À FAIRE:
A – Recopiez, s'il vous plaît, le passage du texte à lire allant de « Madame Lafon, qui » jusqu'à « population de Vémars. ».
B – Selon le texte à lire, quelle est la date de naissance de Madame Marc Lafon ?

TEXTE À LIRE:
○ ○ ○
J’ai senti cependant que ces considérations l’avaient touché.
En me quittant, il a mis son béret, chaussé des après-ski et est parti à l’assaut de son jardin.

 Vémars, 6 août, de notre envoyée spéciale,
Huguette Debaisieux
                                                                         
                                                                           



2 - 4    JUILLET 1962 : UNE FÊTE FAMILIALE À VÉMARS


LES CENT ANS DE MADAME LAFON

LE FIGARO
 28 juillet 1962

LA BELLE-MÈRE DE FRANÇOIS MAURIAC
FÊTE SON CENTIÈME ANNIVERSAIRE

Vémars, petit village de Seine et Oise, tout proche de Paris, compte, depuis hier, une centenaire : Madame Marc Lafon, née le 17 juillet 1862.
Madame Lafon, qui est la belle-mère de François Mauriac, était entourée de ses deux filles, Mme Roger Gay-Lussac et Mme François Mauriac, de son gendre, de ses petits-enfants et arrière-petits-enfants.
Elle a reçu, à l’occasion de son centième anniversaire, les compliments du conseil municipal et de la population de Vémars.
Nous adressons à la centenaire l’hommage de la maison tout entière et l’expression de notre fidèle respect.
○ ○ ○
DONNÉES FOURNIES:

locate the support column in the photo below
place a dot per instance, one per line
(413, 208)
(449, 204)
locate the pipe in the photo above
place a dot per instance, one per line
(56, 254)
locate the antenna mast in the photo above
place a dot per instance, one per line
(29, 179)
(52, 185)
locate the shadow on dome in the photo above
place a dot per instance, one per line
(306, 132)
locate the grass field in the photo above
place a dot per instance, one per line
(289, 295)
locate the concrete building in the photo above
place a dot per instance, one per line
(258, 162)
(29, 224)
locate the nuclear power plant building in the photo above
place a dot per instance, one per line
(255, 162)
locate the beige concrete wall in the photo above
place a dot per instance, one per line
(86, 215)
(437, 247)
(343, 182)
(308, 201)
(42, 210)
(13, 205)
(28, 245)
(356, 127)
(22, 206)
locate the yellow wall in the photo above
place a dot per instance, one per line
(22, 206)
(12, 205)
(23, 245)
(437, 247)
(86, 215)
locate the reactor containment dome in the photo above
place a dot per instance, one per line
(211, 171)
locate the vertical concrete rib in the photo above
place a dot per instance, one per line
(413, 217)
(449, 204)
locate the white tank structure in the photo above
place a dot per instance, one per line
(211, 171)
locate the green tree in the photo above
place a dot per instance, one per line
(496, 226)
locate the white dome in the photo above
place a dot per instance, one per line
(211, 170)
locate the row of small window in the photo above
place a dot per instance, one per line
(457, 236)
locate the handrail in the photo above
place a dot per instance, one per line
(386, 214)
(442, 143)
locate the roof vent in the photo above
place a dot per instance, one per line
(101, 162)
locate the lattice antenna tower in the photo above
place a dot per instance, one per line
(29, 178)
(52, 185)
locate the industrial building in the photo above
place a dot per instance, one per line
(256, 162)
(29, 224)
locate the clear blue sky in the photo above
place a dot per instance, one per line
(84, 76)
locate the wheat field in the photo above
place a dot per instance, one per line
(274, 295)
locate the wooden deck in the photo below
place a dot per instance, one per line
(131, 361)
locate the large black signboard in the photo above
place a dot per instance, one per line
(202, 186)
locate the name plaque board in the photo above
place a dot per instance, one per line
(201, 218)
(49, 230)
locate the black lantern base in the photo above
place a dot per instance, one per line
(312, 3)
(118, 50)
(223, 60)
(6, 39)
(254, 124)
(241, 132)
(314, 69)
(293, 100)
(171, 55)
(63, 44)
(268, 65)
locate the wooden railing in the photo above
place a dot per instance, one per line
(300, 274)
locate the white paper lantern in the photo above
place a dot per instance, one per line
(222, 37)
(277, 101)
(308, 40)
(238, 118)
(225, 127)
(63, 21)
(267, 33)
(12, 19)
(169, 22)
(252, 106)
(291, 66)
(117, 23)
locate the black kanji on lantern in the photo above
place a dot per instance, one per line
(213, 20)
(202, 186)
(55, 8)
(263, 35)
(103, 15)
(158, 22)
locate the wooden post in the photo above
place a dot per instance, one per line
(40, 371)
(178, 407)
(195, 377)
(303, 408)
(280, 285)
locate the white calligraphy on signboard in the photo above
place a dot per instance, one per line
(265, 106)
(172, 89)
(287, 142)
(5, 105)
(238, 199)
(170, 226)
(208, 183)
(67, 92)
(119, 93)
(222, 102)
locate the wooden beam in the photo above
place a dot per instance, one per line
○ ○ ○
SOLUTIONS PAR CONSIGNE:
A –
Madame Lafon, qui est la belle-mère de François Mauriac, était entourée de ses deux filles, Mme Roger Gay-Lussac et Mme François Mauriac, de son gendre, de ses petits-enfants et arrière-petits-enfants.
Elle a reçu, à l’occasion de son centième anniversaire, les compliments du conseil municipal et de la population de Vémars.

B – Le 17 juillet 1862.